Предоставленный фрагмент
----------

Наш советский новояз

Сарнов Бенедикт Михайлович

Ж

 

 

Жилплощадь

Словечки и выражения такого рода Корней Иванович Чуковский называл словесными уродами. Он дал им убийственное прозвище — канцелярит. Люди, которые комнату или квартиру называют жилплощадью, а простое русское слово лес заменяют неуклюжим словообразованием зеленый массив, внушали ему ужас и отвращение:

► Представьте себе, что ваша жена, беседуя с вами о домашних делах, заговорит вот таким языком:
(К. Чуковский. Живой как жизнь)

«Я ускоренными темпами обеспечила восстановление надлежащего порядка на жилой площади, а также в предназначенном для приготовлении пищи подсобном помещении…»

После чего вы, конечно, отправитесь в загс, и там из глубочайшего сочувствия к вашему горю немедленно расторгнут ваш брак.

А вот другой писатель, имя которого ставят обычно рядом с именем Корнея Ивановича — Самуил Яковлевич Маршак, — глядел на это иначе:

Как обнажаются судов тяжелых днища, Так жизнь мы видели раздетой догола. Обеды, ужины мы называли пищей, А комната для нас жилплощадью была. Но пусть мы провели свой век в борьбе суровой, В такую пору жить нам довелось, Когда развеялись условностей покровы И все, что видели, мы видели насквозь.

Из второго четверостишия этой лирической эпиграммы можно заключить, что в таком, к сожалению, ставшем привычным для нас, уродливом словоупотреблении автор безусловно находит и некий положительный смысл.

Более того, положительный смысл он находит не только в этом словоупотреблении, но и в самих условиях человеческого существования, уродливым этим словцом обозначаемых. Может даже показаться, что от последней строфы веет казенным советским оптимизмом, отчасти, может быть, ставшим второй натурой поэта, но в какой-то мере, наверно, все-таки связанным с привычной для автора ориентацией на редактора или цензора.

Но вот как говорит об этих самых жизненных условиях другой наш современник, которого в этом самом казенном советском оптимизме уже не заподозришь:

► При всех неприглядных сторонах этой формы бытия, коммунальная квартира имеет, возможно, также и сторону, их искупающую. Она обнажает самые основы существования: разрушает любые иллюзии относительно человеческой природы. По тому, кто как пернул, ты можешь опознать засевшего в клозете, тебе известно, что у него (у нее) на ужин, а также на завтрак. Ты знаешь звуки, которые они издают в постели, и когда у женщин менструация. Нередко именно тебе сосед поверяет свои печали, и это он (или она) вызывает «Скорую», случись с тобой сердечный приступ или что-нибудь похуже. Наконец, он (или она) однажды могут найти тебя мертвым на стуле — если ты живешь один — и наоборот.
(Иосиф Бродский. Полторы комнаты)

Фраза Бродского насчет того, что такая жизнь «обнажает самые основы существования», почти буквально повторяет не только стихотворную реплику Маршака, но и суждение на этот счет еще одного автора.

----------

Раздел данных
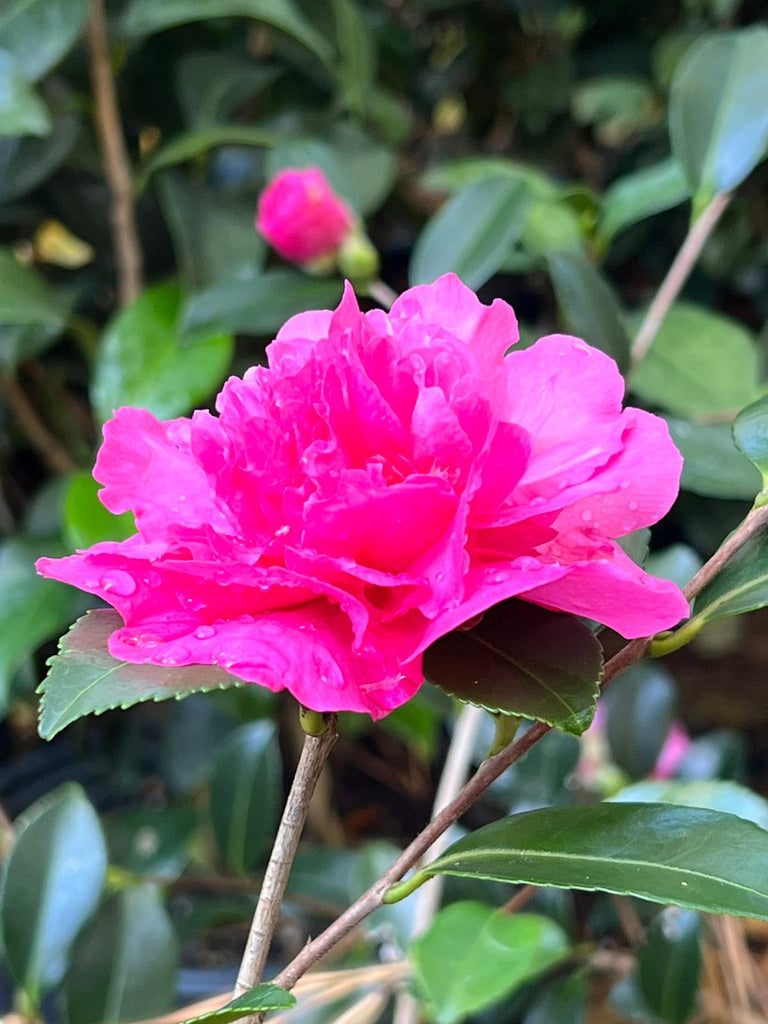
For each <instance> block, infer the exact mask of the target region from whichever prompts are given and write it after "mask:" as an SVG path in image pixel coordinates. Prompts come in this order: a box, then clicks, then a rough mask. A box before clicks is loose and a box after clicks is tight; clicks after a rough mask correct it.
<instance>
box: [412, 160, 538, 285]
mask: <svg viewBox="0 0 768 1024" xmlns="http://www.w3.org/2000/svg"><path fill="white" fill-rule="evenodd" d="M528 202H529V198H528V193H527V189H526V187H525V186H524V185H523V184H522V183H521V182H519V181H510V180H508V179H507V178H488V179H485V180H482V181H476V182H473V183H472V184H469V185H467V186H466V187H465V188H462V190H461V191H459V193H457V195H456V196H454V197H453V198H452V199H450V200H449V202H447V203H445V204H444V205H443V206H442V207H441V208H440V210H439V211H438V212H437V213H436V214H435V216H433V217H432V219H431V220H430V221H429V222H428V224H427V225H426V227H425V228H424V229H423V230H422V232H421V234H420V236H419V238H418V239H417V240H416V245H415V246H414V252H413V255H412V257H411V266H410V269H409V279H410V282H411V284H412V285H421V284H429V283H431V282H433V281H434V280H435V279H436V278H439V276H440V274H443V273H447V272H449V271H453V272H454V273H457V274H458V275H459V276H460V278H461V280H462V281H463V282H464V283H465V285H468V286H469V287H470V288H479V287H480V285H483V284H484V283H485V282H486V281H487V280H488V278H492V276H493V275H494V274H495V273H496V271H497V270H499V269H500V267H502V266H503V264H504V262H505V260H506V259H507V257H508V256H509V255H510V254H511V252H512V249H513V247H514V244H515V242H517V241H518V239H519V238H520V234H521V233H522V229H523V227H524V226H525V218H526V216H527V207H528Z"/></svg>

----------

Ваши задания
[1] Назовите всех писателей, чьи слова приводятся в виде цитат во фрагменте о слове «жилплощадь».
[2] Перепишите часть фрагмента о слове «жилплощадь» между «Как обнажаются судов» и «некий положительный смысл.» включительно, заменив «пищей» на «едой».
[3] Какое прозвище, согласно фрагменту о слове «жилплощадь», Чуковский дал подобным словечкам и выражениям?

Ответы на задания
[1] Корней Иванович Чуковский, Самуил Яковлевич Маршак, Иосиф Бродский.

[2]
Как обнажаются судов тяжелых днища, Так жизнь мы видели раздетой догола. Обеды, ужины мы называли едой, А комната для нас жилплощадью была. Но пусть мы провели свой век в борьбе суровой, В такую пору жить нам довелось, Когда развеялись условностей покровы И все, что видели, мы видели насквозь.

Из второго четверостишия этой лирической эпиграммы можно заключить, что в таком, к сожалению, ставшем привычным для нас, уродливом словоупотреблении автор безусловно находит и некий положительный смысл.

[3] Канцелярит.